* [Task statement]: Return, word for word, the lines of the listing below starting at the line containing "Annotate the white bowl rim" and ending at the line containing "<point>186,107</point>", with both of those lines included.

--- Start of Data for the task ---

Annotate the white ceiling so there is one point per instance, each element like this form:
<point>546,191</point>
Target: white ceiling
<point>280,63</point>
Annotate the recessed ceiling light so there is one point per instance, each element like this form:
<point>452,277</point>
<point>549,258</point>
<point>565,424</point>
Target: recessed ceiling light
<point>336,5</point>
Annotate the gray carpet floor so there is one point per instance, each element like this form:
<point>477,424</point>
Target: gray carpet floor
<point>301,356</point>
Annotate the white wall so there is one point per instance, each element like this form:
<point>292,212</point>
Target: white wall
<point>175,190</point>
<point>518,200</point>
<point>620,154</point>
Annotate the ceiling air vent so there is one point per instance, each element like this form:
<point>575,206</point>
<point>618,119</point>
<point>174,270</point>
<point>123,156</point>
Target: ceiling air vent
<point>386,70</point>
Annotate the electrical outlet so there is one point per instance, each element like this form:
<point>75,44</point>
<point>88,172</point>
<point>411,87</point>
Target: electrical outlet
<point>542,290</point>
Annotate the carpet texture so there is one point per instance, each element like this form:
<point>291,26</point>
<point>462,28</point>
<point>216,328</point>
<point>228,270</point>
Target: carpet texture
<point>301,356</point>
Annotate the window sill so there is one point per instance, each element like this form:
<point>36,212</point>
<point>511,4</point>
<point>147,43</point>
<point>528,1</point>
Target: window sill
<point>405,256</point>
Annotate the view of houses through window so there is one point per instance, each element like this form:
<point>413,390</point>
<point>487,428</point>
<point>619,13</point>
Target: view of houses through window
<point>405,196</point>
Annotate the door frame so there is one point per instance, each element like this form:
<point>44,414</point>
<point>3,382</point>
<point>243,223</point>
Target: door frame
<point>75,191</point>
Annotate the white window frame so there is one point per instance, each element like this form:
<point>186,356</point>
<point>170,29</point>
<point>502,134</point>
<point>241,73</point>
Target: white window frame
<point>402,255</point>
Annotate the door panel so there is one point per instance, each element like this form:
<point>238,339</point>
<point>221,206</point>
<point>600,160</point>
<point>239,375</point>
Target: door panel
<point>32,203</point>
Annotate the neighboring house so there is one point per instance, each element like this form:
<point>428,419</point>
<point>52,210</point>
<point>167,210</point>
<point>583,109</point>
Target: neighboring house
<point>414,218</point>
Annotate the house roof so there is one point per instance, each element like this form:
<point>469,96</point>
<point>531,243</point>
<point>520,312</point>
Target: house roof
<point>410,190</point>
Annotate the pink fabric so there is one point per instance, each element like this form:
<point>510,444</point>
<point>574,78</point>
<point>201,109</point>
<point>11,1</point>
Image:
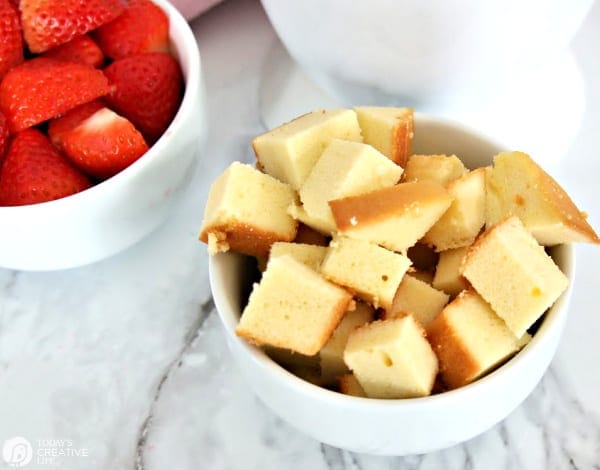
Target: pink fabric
<point>192,8</point>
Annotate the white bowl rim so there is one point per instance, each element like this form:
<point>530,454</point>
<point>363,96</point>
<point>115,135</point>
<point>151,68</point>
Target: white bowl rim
<point>557,314</point>
<point>186,107</point>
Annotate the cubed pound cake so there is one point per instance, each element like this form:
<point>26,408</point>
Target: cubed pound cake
<point>344,169</point>
<point>293,307</point>
<point>246,212</point>
<point>462,222</point>
<point>331,356</point>
<point>310,255</point>
<point>513,273</point>
<point>289,151</point>
<point>439,168</point>
<point>389,130</point>
<point>469,339</point>
<point>517,185</point>
<point>372,272</point>
<point>448,276</point>
<point>392,359</point>
<point>417,298</point>
<point>348,385</point>
<point>395,217</point>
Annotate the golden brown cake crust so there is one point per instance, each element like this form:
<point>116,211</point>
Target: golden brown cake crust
<point>402,138</point>
<point>451,350</point>
<point>318,342</point>
<point>350,212</point>
<point>244,238</point>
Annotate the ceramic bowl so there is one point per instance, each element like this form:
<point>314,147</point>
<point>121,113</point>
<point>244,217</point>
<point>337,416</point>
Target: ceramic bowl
<point>404,426</point>
<point>113,215</point>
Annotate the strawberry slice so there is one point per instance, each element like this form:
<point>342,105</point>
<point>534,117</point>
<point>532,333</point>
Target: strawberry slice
<point>11,44</point>
<point>102,144</point>
<point>143,27</point>
<point>82,50</point>
<point>41,88</point>
<point>148,91</point>
<point>48,23</point>
<point>34,171</point>
<point>4,134</point>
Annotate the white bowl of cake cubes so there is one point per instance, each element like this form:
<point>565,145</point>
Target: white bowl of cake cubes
<point>390,282</point>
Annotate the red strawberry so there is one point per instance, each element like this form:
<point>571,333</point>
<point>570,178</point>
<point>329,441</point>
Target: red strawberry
<point>82,50</point>
<point>48,23</point>
<point>11,44</point>
<point>143,27</point>
<point>102,144</point>
<point>148,91</point>
<point>34,171</point>
<point>67,122</point>
<point>3,137</point>
<point>41,88</point>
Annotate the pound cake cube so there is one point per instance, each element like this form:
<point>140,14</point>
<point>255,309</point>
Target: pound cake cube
<point>310,255</point>
<point>395,217</point>
<point>517,185</point>
<point>350,386</point>
<point>392,359</point>
<point>293,307</point>
<point>289,151</point>
<point>246,212</point>
<point>439,168</point>
<point>469,339</point>
<point>417,298</point>
<point>462,222</point>
<point>513,273</point>
<point>389,130</point>
<point>331,356</point>
<point>369,270</point>
<point>345,169</point>
<point>448,275</point>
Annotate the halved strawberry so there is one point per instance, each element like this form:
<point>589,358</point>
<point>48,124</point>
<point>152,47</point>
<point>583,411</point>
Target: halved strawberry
<point>11,43</point>
<point>70,120</point>
<point>102,144</point>
<point>82,50</point>
<point>148,91</point>
<point>34,171</point>
<point>48,23</point>
<point>4,135</point>
<point>143,27</point>
<point>41,88</point>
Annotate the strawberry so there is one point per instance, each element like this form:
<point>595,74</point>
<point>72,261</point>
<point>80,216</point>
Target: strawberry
<point>143,27</point>
<point>148,91</point>
<point>11,44</point>
<point>34,171</point>
<point>82,50</point>
<point>101,144</point>
<point>3,137</point>
<point>67,122</point>
<point>41,88</point>
<point>48,23</point>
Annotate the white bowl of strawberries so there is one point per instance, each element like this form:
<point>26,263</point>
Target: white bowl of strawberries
<point>101,120</point>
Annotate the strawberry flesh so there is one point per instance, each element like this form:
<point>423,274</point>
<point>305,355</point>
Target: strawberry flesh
<point>49,23</point>
<point>34,171</point>
<point>102,144</point>
<point>41,88</point>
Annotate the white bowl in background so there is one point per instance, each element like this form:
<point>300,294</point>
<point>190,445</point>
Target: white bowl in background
<point>404,426</point>
<point>113,215</point>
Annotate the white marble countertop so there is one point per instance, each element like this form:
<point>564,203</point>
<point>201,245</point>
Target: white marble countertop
<point>123,364</point>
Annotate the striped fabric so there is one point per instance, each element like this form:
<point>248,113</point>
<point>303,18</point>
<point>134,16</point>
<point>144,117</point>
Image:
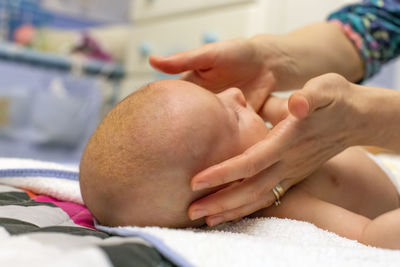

--- End of Data for the task ---

* [Reply]:
Annotate the white bowl rim so there is one point per instance, each element like this form:
<point>530,454</point>
<point>363,96</point>
<point>115,135</point>
<point>151,68</point>
Target: white bowl rim
<point>557,314</point>
<point>186,107</point>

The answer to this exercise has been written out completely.